Document section:
☆ ☆ ☆ ☆ ☆ ☆ ☆

The past few years have shown that we look differently at the gathering and distribution of data: data has transformed from just a convenient insight in people’s or customers’ behaviour and preferences to a true merchandise for which companies are willing to pay large amounts of money. Rob Kitchin calls this a “data revolution” and connects it to the increase of domestic-, work-related and public use of mobile devices and technology (Kitchin 15). When living in an era where your own data has so much worth, it is important to be aware of which data is gathered and what is being done with it. Laws such as GDPR passed in 2016 only standardizes and sets rules concerning the transparency of the processing of personal data by commercial organizations and governments. It does not stipulate what can or cannot happen with your data. Another more worrying fact is that when pop-ups such as the GDPR compliance or cookies collection notices appear most people click yes by default in their impatient need to watch that cat video or read that sensational celebrity gossip. Most people do not know what they are agreeing to or how their data is further used.

Just as the WeChat, if our app becomes all-encompassing and ubiquitous, then there is no real possibility for you to disagree or not comply for that might affect your communication or data exchange with others. As McLuhan famously said “the medium is the message” (13) –  it is not that our phones are our lives but that we experience life through our phones and that is the core of why people would adhere to apps like these. Removing yourself from the app means that you are no longer able to take part in that life.

☆ ☆ ☆ ☆ ☆ ☆ ☆

Stated problem 1:
Copy the essay on personal data word for word, everything from "Just as the" down to "in that life.".
Stated problem 2:
Pick out each line of the rows that contains the word "plate".
The rows that follow are unrelated to the essay on personal data.

Data for processing:
☆ ☆ ☆ ☆ ☆ ☆ ☆

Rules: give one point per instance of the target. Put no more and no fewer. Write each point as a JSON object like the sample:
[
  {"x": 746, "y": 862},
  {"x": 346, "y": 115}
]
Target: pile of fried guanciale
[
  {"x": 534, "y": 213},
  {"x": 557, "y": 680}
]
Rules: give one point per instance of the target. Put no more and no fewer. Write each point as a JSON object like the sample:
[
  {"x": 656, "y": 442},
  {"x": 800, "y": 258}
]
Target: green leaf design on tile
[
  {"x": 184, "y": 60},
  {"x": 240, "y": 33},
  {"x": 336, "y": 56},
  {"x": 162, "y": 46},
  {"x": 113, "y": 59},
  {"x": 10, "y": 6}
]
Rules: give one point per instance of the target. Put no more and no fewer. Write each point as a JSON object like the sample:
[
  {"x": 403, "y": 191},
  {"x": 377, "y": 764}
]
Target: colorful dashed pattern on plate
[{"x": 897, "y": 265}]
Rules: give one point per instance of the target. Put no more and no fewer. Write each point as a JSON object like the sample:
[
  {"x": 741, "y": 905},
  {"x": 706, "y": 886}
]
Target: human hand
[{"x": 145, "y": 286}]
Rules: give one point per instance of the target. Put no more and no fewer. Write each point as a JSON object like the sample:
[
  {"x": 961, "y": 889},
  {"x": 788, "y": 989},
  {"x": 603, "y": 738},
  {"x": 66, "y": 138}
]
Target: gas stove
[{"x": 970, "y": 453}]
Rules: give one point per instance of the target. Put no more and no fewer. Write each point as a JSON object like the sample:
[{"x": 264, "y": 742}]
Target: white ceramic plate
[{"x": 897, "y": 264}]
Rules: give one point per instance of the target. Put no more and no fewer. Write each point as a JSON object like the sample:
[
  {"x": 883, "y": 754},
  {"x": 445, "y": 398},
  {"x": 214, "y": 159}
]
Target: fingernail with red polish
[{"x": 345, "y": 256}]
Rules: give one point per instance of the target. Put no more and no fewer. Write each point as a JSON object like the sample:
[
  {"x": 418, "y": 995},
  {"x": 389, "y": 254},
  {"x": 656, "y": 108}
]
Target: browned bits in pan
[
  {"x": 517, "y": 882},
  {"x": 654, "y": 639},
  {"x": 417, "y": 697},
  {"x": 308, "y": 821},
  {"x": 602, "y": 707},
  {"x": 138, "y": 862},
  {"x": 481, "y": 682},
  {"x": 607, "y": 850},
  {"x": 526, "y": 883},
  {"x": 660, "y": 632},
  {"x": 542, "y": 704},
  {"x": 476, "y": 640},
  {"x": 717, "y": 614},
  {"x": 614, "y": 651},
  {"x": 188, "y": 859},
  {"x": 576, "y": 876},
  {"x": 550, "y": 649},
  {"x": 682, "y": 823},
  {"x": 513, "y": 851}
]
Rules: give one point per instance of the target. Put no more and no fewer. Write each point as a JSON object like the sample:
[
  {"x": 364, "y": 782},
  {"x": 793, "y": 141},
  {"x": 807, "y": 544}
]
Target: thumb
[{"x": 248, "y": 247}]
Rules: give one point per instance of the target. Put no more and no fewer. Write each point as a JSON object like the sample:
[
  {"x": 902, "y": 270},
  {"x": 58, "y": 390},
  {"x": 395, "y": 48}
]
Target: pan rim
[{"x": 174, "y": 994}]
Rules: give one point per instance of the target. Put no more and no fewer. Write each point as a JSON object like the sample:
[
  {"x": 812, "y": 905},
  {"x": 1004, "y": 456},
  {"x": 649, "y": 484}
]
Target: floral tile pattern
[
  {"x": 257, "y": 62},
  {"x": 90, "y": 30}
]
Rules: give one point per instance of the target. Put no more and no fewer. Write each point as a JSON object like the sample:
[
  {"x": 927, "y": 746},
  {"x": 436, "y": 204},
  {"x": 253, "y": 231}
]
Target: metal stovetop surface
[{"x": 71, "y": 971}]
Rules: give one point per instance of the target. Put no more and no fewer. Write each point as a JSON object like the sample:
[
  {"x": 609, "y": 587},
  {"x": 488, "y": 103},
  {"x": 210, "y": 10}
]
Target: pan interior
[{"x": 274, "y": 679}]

☆ ☆ ☆ ☆ ☆ ☆ ☆

Written response 1:
Just as the WeChat, if our app becomes all-encompassing and ubiquitous, then there is no real possibility for you to disagree or not comply for that might affect your communication or data exchange with others. As McLuhan famously said “the medium is the message” (13) –  it is not that our phones are our lives but that we experience life through our phones and that is the core of why people would adhere to apps like these. Removing yourself from the app means that you are no longer able to take part in that life.

Written response 2:
Target: colorful dashed pattern on plate
Target: white ceramic plate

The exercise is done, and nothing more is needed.